Start Data for this task
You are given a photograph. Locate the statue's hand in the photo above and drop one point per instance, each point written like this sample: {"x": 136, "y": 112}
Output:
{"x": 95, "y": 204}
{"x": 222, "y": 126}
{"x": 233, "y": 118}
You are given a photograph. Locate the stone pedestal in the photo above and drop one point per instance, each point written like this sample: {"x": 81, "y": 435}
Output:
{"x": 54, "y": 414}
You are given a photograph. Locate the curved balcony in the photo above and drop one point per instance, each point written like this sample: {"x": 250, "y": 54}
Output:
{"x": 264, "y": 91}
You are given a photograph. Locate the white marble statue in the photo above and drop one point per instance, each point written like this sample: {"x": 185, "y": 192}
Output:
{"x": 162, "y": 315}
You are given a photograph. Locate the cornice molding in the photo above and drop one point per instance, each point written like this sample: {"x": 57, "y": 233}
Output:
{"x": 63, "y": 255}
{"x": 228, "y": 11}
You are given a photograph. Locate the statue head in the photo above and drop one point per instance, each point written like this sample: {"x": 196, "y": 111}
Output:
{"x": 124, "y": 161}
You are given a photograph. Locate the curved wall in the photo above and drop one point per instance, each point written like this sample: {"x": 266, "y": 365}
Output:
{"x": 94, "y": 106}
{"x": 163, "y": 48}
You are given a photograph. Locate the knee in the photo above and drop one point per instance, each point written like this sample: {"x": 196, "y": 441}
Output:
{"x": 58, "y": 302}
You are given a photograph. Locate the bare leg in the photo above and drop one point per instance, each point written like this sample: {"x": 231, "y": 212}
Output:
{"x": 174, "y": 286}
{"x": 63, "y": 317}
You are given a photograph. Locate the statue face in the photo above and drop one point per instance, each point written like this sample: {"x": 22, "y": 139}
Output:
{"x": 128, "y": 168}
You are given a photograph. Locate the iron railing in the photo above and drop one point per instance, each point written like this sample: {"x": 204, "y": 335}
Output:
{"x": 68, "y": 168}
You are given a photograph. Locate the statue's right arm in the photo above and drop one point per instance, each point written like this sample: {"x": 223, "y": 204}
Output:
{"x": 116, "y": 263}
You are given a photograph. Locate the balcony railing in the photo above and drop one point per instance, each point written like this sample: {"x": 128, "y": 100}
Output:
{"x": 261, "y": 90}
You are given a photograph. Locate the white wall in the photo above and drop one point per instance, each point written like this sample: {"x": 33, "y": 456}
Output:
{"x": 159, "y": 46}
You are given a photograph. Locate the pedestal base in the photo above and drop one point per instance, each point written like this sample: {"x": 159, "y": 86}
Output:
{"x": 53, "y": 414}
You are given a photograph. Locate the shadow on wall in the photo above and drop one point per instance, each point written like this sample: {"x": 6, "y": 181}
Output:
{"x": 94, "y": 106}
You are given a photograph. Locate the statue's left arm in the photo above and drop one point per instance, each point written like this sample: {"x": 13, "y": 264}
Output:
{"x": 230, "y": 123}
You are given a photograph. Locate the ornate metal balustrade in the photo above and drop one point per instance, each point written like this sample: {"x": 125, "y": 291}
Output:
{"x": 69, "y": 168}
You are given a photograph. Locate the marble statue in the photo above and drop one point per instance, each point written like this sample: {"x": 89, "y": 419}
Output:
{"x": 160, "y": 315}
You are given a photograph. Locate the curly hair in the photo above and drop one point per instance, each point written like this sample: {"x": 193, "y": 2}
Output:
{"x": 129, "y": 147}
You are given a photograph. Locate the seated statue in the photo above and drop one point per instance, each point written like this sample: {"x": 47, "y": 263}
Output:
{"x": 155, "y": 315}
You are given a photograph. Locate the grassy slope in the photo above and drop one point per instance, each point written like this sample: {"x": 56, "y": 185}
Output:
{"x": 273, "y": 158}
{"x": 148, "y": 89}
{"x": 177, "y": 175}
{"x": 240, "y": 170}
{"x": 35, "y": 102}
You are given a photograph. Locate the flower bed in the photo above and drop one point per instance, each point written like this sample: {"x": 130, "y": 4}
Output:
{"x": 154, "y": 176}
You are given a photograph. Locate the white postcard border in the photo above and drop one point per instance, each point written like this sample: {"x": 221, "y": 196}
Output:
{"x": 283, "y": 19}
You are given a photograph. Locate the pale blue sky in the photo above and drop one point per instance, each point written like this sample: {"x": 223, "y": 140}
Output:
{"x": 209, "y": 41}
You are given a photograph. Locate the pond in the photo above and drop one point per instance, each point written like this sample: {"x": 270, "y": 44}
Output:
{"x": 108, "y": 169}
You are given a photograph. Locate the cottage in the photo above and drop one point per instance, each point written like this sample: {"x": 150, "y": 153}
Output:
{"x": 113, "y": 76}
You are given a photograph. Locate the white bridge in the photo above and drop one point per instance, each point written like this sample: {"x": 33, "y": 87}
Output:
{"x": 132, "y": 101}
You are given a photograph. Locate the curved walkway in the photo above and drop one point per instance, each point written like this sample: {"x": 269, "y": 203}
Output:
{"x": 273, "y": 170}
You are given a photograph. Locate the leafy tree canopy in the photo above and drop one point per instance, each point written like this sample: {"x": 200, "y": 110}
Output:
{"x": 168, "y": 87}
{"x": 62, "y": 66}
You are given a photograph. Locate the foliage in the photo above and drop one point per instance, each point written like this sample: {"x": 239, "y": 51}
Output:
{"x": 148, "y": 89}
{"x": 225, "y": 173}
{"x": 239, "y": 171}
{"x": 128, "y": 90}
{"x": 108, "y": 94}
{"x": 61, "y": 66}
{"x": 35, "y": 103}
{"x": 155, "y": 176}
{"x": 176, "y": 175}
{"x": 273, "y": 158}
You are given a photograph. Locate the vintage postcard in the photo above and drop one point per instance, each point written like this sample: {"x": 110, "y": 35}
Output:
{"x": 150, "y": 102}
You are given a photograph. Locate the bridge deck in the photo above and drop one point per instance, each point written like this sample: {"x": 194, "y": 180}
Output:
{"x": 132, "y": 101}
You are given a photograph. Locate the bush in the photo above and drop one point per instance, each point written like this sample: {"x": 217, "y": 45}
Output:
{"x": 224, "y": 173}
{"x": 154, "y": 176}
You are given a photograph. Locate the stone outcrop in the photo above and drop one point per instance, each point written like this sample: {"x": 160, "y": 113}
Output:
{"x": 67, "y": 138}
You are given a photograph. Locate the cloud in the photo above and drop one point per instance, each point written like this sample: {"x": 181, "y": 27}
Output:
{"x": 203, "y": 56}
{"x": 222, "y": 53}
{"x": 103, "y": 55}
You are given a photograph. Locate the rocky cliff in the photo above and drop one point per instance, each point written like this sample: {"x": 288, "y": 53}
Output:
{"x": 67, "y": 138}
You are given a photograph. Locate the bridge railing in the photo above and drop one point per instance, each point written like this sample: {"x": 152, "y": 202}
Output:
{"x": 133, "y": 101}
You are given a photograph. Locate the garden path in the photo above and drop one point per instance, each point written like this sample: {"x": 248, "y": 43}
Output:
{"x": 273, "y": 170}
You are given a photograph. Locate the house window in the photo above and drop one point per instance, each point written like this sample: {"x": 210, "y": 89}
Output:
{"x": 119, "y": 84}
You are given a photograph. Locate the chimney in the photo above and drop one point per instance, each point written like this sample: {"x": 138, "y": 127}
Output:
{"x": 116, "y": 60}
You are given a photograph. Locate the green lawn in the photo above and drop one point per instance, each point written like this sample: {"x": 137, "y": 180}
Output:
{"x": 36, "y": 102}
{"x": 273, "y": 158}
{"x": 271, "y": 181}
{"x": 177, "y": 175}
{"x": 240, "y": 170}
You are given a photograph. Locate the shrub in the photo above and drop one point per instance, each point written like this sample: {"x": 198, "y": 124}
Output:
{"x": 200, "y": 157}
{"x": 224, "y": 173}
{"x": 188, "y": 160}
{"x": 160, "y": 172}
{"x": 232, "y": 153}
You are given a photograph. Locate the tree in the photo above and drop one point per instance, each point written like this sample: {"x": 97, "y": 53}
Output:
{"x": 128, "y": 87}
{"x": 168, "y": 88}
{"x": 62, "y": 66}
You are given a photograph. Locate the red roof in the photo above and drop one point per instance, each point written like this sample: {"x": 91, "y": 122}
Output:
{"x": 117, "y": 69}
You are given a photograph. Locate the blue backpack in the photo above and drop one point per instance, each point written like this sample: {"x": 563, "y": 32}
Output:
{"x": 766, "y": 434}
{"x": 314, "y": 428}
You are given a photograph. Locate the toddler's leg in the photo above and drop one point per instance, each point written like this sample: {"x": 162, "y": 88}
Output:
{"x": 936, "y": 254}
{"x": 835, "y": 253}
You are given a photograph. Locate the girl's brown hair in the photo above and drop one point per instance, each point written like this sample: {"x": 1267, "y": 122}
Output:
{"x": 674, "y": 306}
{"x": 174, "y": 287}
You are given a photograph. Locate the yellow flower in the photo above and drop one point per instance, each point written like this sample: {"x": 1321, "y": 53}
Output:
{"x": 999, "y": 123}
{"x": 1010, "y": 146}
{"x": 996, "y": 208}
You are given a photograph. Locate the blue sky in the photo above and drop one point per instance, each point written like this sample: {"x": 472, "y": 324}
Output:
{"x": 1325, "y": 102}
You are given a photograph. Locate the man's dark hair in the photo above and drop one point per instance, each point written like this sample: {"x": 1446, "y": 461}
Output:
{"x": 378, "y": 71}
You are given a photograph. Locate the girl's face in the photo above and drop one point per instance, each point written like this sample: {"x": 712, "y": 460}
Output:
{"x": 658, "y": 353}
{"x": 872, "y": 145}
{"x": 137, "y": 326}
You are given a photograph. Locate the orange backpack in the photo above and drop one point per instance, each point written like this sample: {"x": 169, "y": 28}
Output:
End Data for this task
▶ Exercise
From the "You are given a photograph. Locate the red" line to the close of the listing, restate each line word for word.

▶ Result for this task
You are given a photograph. Locate the red roof in the photo above and drop one point per instance, each point written like this sample: {"x": 91, "y": 122}
Output:
{"x": 117, "y": 69}
You are given a photograph. Locate the blue backpack in the photo above and drop one point per instance, each point written like this sample: {"x": 563, "y": 32}
Output:
{"x": 766, "y": 434}
{"x": 314, "y": 428}
You are given a photograph. Locate the toddler's leg in the photo above and drop one point per instance, each point written like this sample: {"x": 162, "y": 88}
Output:
{"x": 936, "y": 254}
{"x": 835, "y": 253}
You are given a photograph. Locate the girl's brown hair in the photo above and drop one point per instance, each point written like this sample: {"x": 1267, "y": 122}
Output:
{"x": 674, "y": 306}
{"x": 174, "y": 287}
You are given a photograph. Locate the yellow flower in the photo above and drop one point per instance, each point written like this sample: {"x": 1321, "y": 53}
Output:
{"x": 999, "y": 123}
{"x": 1010, "y": 146}
{"x": 996, "y": 208}
You are given a photograph. Locate the blue sky in the photo above and drop one point per instance, each point written like this sample: {"x": 472, "y": 324}
Output:
{"x": 1325, "y": 102}
You are given a photograph. Locate the man's dark hair in the photo above and drop one point per instance, each point written like this sample: {"x": 1446, "y": 461}
Output:
{"x": 378, "y": 71}
You are given a photograph. Locate the girl's face in the photo above and drop one point per instance, each point written like this sample: {"x": 712, "y": 460}
Output:
{"x": 658, "y": 353}
{"x": 872, "y": 145}
{"x": 137, "y": 326}
You are given a photograph. Locate the orange backpack in the photo above and drop one point per instance, each point written like this sample: {"x": 169, "y": 28}
Output:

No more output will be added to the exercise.